• [TASK DIRECTIONS]: Return the data below line for line, word for word, omitting the pictures.

• [INPUT ROWS]:
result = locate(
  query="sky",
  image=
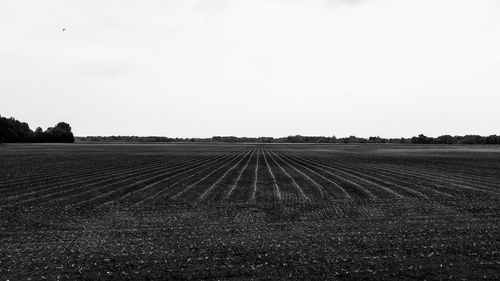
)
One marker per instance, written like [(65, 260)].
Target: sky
[(199, 68)]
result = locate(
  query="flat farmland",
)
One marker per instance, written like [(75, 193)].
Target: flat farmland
[(249, 212)]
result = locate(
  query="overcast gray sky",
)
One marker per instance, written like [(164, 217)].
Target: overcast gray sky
[(253, 68)]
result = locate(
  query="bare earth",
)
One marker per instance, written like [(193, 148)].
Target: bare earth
[(249, 212)]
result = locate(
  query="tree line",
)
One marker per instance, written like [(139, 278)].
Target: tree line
[(12, 130), (420, 139)]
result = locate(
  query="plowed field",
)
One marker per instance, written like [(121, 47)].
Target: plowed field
[(247, 211)]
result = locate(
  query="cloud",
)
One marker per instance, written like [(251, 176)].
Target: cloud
[(104, 68)]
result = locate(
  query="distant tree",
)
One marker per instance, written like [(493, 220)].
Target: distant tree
[(446, 139)]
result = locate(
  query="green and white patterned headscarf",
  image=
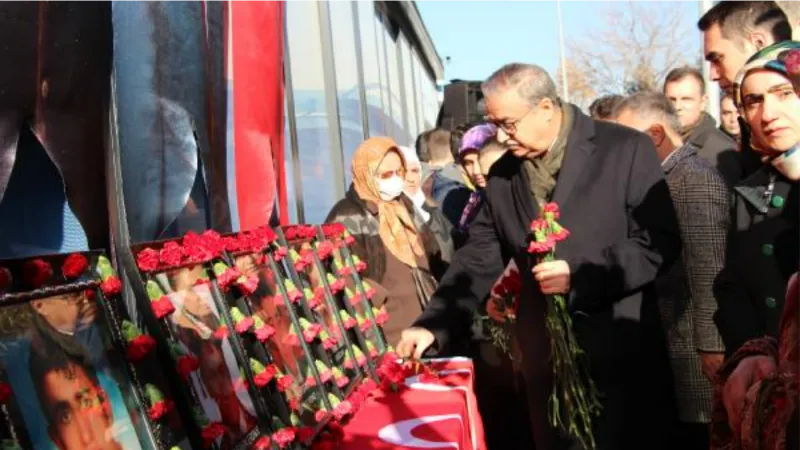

• [EXPECTED ANSWER]:
result = locate(
  query="sky",
  image=
)
One marker per instance, written like [(65, 260)].
Target: sky
[(199, 68)]
result = locate(
  query="flat farmland",
)
One marker per instance, written like [(75, 193)].
Target: flat farmland
[(249, 212)]
result = locate(
  query="overcast gray sky",
)
One marker per instance, written like [(164, 217)].
Target: overcast gray sky
[(253, 68)]
result = locate(
  query="bare earth",
)
One marker per instance, written like [(193, 148)].
Target: bare earth
[(249, 212)]
result = locate(
  query="tree line",
)
One marker per instance, written like [(139, 278)].
Target: tree line
[(12, 130), (420, 139)]
result = locate(
  query="plowed field",
)
One marker per instance, written like [(121, 47)].
Target: plowed field
[(247, 211)]
result = locate(
  query="cloud",
)
One marker per instance, written like [(251, 176)].
Target: cloud
[(104, 68)]
result = locate(
  query="distant tree",
)
One marker per instance, written like [(493, 220)].
Target: distant tree
[(446, 139)]
result = locate(
  query="green and white patterned headscarf",
  image=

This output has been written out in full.